→ Short exercise 1: In the records, retype the lines from the line with "Find distant dolphin fin in the photo below." to the line with "[603,185,650,196]", including both of those lines.
## BEGIN Source document
RuntimeError: invalid argument 5: k not in range for dimension

WuChannn commented 4 years ago

@Duankaiwen hello, kaiwen

when i test my test dataset using my own trained model, i met with this problem, and the following is my log:

cfg_file: config/CenterNet-52.json loading all datasets... split: test loading from cache file: cache/ks_test.pkl loading annotations into memory... Done (t=1.83s) creating index... index created! system config... {'batch_size': 3, 'cache_dir': 'cache', 'chunk_sizes': [3], 'config_dir': 'config', 'data_dir': './data', 'data_rng': <mtrand.RandomState object at 0x7ff5fa1b58b8>, 'dataset': 'KS', 'decay_rate': 10, 'display': 50, 'learning_rate': 0.00025, 'max_iter': 480000, 'nnet_rng': <mtrand.RandomState object at 0x7ff5fa1b5900>, 'opt_algo': 'adam', 'prefetch_size': 6, 'pretrain': None, 'result_dir': 'results', 'sampling_function': 'kp_detection', 'snapshot': 5000, 'snapshot_name': 'CenterNet-52', 'stepsize': 450000, 'test_split': 'test', 'train_split': 'train', 'val_iter': 100, 'val_split': 'test', 'weight_decay': False, 'weight_decay_rate': 1e-05, 'weight_decay_type': 'l2'} db config... {'ae_threshold': 0.5, 'border': 128, 'categories': 6, 'data_aug': True, 'gaussian_bump': True, 'gaussian_iou': 0.7, 'gaussian_radius': -1, 'input_size': [511, 511], 'kp_categories': 1, 'lighting': True, 'max_per_image': 100, 'merge_bbox': False, 'nms_algorithm': 'exp_soft_nms', 'nms_kernel': 3, 'nms_threshold': 0.5, 'output_sizes': [[128, 128]], 'rand_color': True, 'rand_crop': True, 'rand_pushes': False, 'rand_samples': False, 'rand_scale_max': 1.4, 'rand_scale_min': 0.6, 'rand_scale_step': 0.1, 'rand_scales': array([0.6, 0.7, 0.8, 0.9, 1. , 1.1, 1.2, 1.3]), 'special_crop': False, 'test_scales': [0.5], 'top_k': 5, 'weight_exp': 8} loading parameters at iteration: 5000 building neural network... module_file: models.CenterNet-52 total parameters: 104787098 loading parameters... loading model from cache/nnet/CenterNet-52/CenterNet-52_5000.pkl locating kps: 0%| | 0/2772 [00:00<?, ?it/s]/root/data/anaconda2/envs/CenterNet/lib/python3.6/site-packages/torch/nn/modules/upsampling.py:122: UserW arning: nn.Upsampling is deprecated. Use nn.functional.interpolate instead. warnings.warn("nn.Upsampling is deprecated. Use nn.functional.interpolate instead.")
## END Source document
→ Short exercise 2: In the error report, which config file is loaded at the start of the log?
## BEGIN Raw data
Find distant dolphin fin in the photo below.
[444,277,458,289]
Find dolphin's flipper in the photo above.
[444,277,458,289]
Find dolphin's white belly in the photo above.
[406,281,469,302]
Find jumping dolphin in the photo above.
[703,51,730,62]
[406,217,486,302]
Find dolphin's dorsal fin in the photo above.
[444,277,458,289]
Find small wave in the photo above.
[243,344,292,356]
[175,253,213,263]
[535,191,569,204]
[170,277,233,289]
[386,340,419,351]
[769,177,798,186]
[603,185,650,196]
## END Raw data
## BEGIN Raw data
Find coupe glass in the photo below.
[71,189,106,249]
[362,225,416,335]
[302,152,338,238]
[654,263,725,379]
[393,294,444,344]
## END Raw data
→ Written reply 1:
Find distant dolphin fin in the photo below.
[444,277,458,289]
Find dolphin's flipper in the photo above.
[444,277,458,289]
Find dolphin's white belly in the photo above.
[406,281,469,302]
Find jumping dolphin in the photo above.
[703,51,730,62]
[406,217,486,302]
Find dolphin's dorsal fin in the photo above.
[444,277,458,289]
Find small wave in the photo above.
[243,344,292,356]
[175,253,213,263]
[535,191,569,204]
[170,277,233,289]
[386,340,419,351]
[769,177,798,186]
[603,185,650,196]

→ Written reply 2: config/CenterNet-52.json